» **Work task**
Give every p-value reported in the HLA-DRB1 text that follows.

For HLA class II genes, we found an association of K at residue 101 of HLA-DRB1 when considering the full-length molecule (or residue 71 in the mature protein) with symptomatic infection susceptibility, mostly related to increased frequencies of DRB1*03:01 and DRB1*04:01 among symptomatic patients (Figure 3). HLA-DR molecules are important antigen-presenting molecules, essentially for CD4+ T cells, and lower HLA-DRB1 expression has been associated with the severity of the SARS-CoV-2 infection (41). Thus, inappropriate antigen-presentation by some HLA-DR molecules might facilitate infection susceptibility. Accordingly, DRB1*04:01 has been associated with lower HLA-DRB1 mRNA expression than many other alleles (42). Furthermore, these results conflict with previous data from other populations. For instance, in North East of England (43) and Saudi Arabia (44), HLA-DRB1*04:01 was 2–3 times more frequent in the asymptomatic group. Likewise, DRB1*03:01 had a protective effect against SARS-CoV-2 infection in the Sardinian population (40). In our survey, HLA-DRB1*04:01 and DRB1*13:03 were six times and three times more frequent among symptomatic individuals (p = 0.0187 and p = 0.0229, respectively), and DRB1*03:01 was also more frequent among symptomatic individuals (individually not significant). Taken together, they contribute to the much higher frequency of residue 71K among symptomatic individuals than exposed seronegative ones (p = 0.0044), which was also confirmed by the comparison with the general population (p = 0.0066). DRB1*04:01 is common in European populations (France, Denmark, England, Germany) and relatively rare in Asian and African populations (www.allele-frequencies.net). Conversely, DRB1*03:01 is common in Europe and Africa but uncommon in East Asia. In our sample, Brazilians carrying DRB1*04:01 present a much higher East Asian genetic ancestry (10.7%) than observed in the entire dataset (around 1.5%), while Brazilians carrying DRB1*03:01 present a similar ancestry background than the entire dataset. This lack of consistency for HLA-DRB1 associations among populations is another example of population-specific associations.

» **Supplied entries**
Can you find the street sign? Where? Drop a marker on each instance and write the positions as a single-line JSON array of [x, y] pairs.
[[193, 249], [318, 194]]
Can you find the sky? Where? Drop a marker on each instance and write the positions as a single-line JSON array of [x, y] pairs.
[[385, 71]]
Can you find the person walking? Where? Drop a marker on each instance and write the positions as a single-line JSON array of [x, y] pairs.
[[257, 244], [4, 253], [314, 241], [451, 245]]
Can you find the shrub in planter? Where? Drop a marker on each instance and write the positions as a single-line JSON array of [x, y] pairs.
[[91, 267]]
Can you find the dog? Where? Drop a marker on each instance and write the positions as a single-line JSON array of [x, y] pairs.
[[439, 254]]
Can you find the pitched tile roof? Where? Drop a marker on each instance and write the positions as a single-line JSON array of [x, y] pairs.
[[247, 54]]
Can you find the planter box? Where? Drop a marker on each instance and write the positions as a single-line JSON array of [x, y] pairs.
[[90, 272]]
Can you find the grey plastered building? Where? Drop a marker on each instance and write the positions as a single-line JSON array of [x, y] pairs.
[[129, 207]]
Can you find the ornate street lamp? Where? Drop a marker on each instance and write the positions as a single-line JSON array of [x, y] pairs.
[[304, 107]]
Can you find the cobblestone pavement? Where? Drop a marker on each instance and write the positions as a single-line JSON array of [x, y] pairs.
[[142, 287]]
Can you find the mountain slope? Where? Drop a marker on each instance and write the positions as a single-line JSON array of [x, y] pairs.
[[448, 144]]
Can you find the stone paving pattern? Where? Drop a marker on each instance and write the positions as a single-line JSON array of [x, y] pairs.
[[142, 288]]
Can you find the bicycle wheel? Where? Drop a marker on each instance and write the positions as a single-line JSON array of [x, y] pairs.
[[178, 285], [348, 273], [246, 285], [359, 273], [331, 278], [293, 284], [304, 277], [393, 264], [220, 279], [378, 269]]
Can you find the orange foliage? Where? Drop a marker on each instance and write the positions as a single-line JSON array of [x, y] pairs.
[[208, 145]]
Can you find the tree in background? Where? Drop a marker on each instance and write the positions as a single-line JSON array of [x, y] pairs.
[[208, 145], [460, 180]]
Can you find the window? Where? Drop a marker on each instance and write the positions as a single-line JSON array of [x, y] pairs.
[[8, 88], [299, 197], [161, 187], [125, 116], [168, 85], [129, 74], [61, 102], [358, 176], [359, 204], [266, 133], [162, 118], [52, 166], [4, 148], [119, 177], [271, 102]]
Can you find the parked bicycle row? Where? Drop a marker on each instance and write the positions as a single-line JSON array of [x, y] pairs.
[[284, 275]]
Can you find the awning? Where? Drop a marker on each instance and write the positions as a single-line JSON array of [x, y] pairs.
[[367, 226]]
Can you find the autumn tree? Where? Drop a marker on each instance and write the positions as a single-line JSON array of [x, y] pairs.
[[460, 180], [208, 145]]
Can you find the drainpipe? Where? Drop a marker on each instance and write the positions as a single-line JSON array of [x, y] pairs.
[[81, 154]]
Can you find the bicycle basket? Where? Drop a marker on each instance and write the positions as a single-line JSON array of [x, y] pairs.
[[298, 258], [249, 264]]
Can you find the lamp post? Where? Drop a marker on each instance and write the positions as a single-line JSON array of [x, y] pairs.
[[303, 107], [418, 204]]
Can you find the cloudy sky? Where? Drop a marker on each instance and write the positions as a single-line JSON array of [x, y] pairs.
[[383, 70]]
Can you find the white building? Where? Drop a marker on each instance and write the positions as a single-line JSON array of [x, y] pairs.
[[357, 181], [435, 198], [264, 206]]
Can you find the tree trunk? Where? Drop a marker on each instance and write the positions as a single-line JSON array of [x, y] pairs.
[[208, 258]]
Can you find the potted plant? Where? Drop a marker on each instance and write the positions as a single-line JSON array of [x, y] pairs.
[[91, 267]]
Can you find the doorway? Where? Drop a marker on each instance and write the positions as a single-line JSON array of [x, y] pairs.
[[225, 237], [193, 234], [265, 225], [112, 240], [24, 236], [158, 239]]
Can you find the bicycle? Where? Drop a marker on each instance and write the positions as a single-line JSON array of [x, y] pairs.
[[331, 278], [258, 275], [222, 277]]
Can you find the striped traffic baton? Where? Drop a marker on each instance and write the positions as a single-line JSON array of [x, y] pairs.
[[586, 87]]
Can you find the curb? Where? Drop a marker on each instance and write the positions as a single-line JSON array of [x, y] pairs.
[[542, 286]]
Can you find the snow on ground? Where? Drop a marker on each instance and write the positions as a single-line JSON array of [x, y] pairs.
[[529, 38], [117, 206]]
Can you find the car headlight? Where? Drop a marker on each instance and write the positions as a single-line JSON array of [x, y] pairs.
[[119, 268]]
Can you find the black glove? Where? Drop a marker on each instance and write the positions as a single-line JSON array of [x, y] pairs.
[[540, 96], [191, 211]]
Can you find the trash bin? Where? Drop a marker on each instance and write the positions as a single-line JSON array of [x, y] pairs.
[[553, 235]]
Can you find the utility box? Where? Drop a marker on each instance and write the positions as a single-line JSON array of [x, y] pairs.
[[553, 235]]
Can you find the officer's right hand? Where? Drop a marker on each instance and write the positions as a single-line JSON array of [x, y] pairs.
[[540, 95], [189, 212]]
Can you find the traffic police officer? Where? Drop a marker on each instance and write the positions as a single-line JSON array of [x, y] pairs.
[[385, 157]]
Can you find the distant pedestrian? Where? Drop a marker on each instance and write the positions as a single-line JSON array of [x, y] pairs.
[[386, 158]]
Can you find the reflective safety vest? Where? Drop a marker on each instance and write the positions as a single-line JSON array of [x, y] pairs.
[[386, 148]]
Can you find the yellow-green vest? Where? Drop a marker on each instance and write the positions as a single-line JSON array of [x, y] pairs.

» **Written solution**
p = 0.0187
p = 0.0229
p = 0.0044
p = 0.0066